**YOUR TASK:** Copy every row below word for word, leaving the pictures out of your answer.

**RECORD LIST:**
* Start *

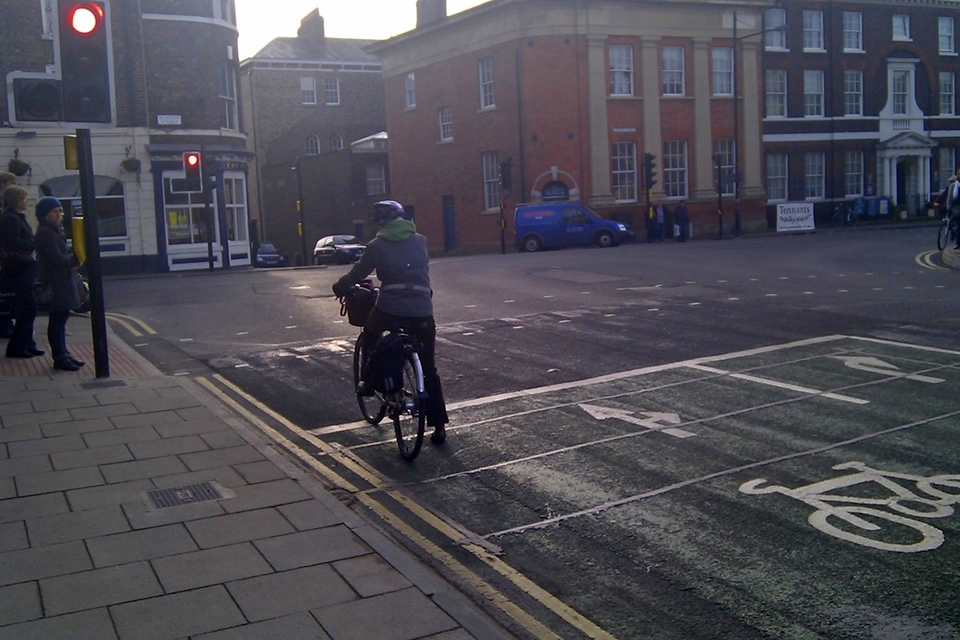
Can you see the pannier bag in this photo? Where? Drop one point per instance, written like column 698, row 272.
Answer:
column 385, row 367
column 359, row 303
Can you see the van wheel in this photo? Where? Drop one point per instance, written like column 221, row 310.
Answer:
column 531, row 243
column 605, row 239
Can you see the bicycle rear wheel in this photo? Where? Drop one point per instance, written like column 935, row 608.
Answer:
column 372, row 407
column 944, row 235
column 408, row 411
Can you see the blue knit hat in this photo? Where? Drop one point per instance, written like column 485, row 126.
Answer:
column 45, row 205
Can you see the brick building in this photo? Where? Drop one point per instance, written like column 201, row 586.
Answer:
column 172, row 86
column 315, row 113
column 860, row 100
column 573, row 94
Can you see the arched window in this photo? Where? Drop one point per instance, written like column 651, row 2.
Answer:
column 111, row 211
column 313, row 145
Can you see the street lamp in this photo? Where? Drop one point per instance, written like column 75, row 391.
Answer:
column 736, row 121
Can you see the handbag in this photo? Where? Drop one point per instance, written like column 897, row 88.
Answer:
column 42, row 293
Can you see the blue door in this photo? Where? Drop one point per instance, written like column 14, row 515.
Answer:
column 449, row 224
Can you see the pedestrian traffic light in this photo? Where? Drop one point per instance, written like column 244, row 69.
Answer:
column 192, row 172
column 649, row 171
column 84, row 39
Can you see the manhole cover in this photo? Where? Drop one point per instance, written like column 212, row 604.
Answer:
column 176, row 496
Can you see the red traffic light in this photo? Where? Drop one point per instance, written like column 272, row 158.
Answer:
column 85, row 18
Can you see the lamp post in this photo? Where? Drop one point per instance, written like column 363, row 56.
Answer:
column 736, row 120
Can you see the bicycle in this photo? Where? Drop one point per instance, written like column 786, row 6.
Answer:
column 934, row 498
column 405, row 404
column 844, row 214
column 948, row 231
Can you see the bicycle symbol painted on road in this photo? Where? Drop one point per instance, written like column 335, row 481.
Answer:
column 932, row 497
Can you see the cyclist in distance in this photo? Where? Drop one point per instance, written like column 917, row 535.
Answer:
column 399, row 256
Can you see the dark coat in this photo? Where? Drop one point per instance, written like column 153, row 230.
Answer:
column 57, row 267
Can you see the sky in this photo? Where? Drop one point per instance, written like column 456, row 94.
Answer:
column 260, row 21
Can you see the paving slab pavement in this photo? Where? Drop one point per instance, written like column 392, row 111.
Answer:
column 135, row 507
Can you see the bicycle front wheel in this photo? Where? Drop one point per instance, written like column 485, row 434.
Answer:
column 372, row 407
column 943, row 235
column 408, row 409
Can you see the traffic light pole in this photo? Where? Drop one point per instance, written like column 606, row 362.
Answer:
column 88, row 199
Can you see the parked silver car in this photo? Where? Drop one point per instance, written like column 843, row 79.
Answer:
column 339, row 249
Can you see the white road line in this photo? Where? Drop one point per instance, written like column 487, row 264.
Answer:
column 781, row 385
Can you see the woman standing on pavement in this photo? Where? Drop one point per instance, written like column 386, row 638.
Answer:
column 20, row 271
column 58, row 267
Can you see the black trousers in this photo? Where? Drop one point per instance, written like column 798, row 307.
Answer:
column 425, row 330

* End *

**RESPONSE TO THIS TASK:**
Can you see the pannier bag in this photo? Where? Drop one point per instance, written like column 698, row 272.
Answer:
column 385, row 367
column 359, row 303
Can you see the van wheel in this photo? Where? Drop one point per instance, written like column 221, row 310.
Answer:
column 531, row 243
column 605, row 239
Can you see the bicycle rear wheel in this photo? Where? Drop one point per instance, written like column 935, row 608.
Answer:
column 372, row 407
column 944, row 235
column 408, row 411
Can you see the blue knit hat in this photo? Where? Drop one point per instance, written like column 485, row 126.
Answer:
column 45, row 205
Can you see the brick building in this photo? Where? Drop one point per instance, written like column 201, row 586.
Answer:
column 172, row 86
column 315, row 113
column 860, row 100
column 573, row 94
Can you see the arched window in this photo? Where? Drop one point per instance, written like column 651, row 2.
Answer:
column 111, row 211
column 313, row 145
Can you see the street lamp in this photo? Where? Drop one point per instance, written like column 75, row 391.
Answer:
column 736, row 121
Can you see the handbag in this photo? Where? Drop one point per instance, written like column 897, row 88.
Answer:
column 42, row 293
Can you see the blue door in this photo? Where? Drop one point per instance, written like column 14, row 515.
Answer:
column 449, row 224
Can you see the pedestrian traffic light in this photo? Where? Drop one point per instance, written like column 244, row 69.
Answer:
column 192, row 172
column 649, row 171
column 84, row 39
Can you see the manhole cover in this photo? Where? Drop one point per instance, written like column 212, row 604.
Answer:
column 176, row 496
Can you see the red traffic light in this photo? Where? Drop one point per instance, written like column 272, row 158.
Answer:
column 85, row 18
Can you see the lamp post in this photo? Where? Drop one point per instance, written like column 363, row 56.
Answer:
column 736, row 120
Can you see the bicycle in this photo? Where? Drop one point per instance, written like column 786, row 6.
Answer:
column 934, row 498
column 405, row 404
column 844, row 214
column 948, row 231
Can you see the bicycle symbol painted on road in this photo? Where? Drop one point per instance, written like column 335, row 481.
Answer:
column 932, row 497
Can you see the cyclist in distance in this photo? Where? Drop one point per instance, written like column 917, row 535.
Answer:
column 399, row 256
Can you see the dark coat in this photo? Where? Drop one point per instance, written like column 153, row 230.
Answer:
column 57, row 267
Can you see the sky in this photo? Where? Drop one point per instance, written like column 456, row 94.
Answer:
column 260, row 21
Can you see the paving slab pavement in this photo? Where? Drop one point per instance, written like column 392, row 111.
Answer:
column 135, row 507
Can you see the bicycle front wheel in this photo? Where? Drop one point per instance, written like column 485, row 434.
Answer:
column 372, row 407
column 943, row 235
column 408, row 409
Can you see the traffic light pole in this photo? Where? Drop one point per instance, written like column 606, row 362.
Answer:
column 88, row 199
Can you see the parked silver car in this photo? Where? Drop one point per instance, written like column 843, row 79.
Answer:
column 339, row 249
Can you see the white road line in this photo? Where? Drop one point per instance, written like column 487, row 264.
Answer:
column 781, row 385
Can you see the woman standing on pavement in this photo? Where? Drop one point per instance, written like column 386, row 638.
Answer:
column 20, row 271
column 58, row 267
Can you see the black trousers in this photo? Where? Drop one point per instance, written like column 798, row 307.
Answer:
column 425, row 330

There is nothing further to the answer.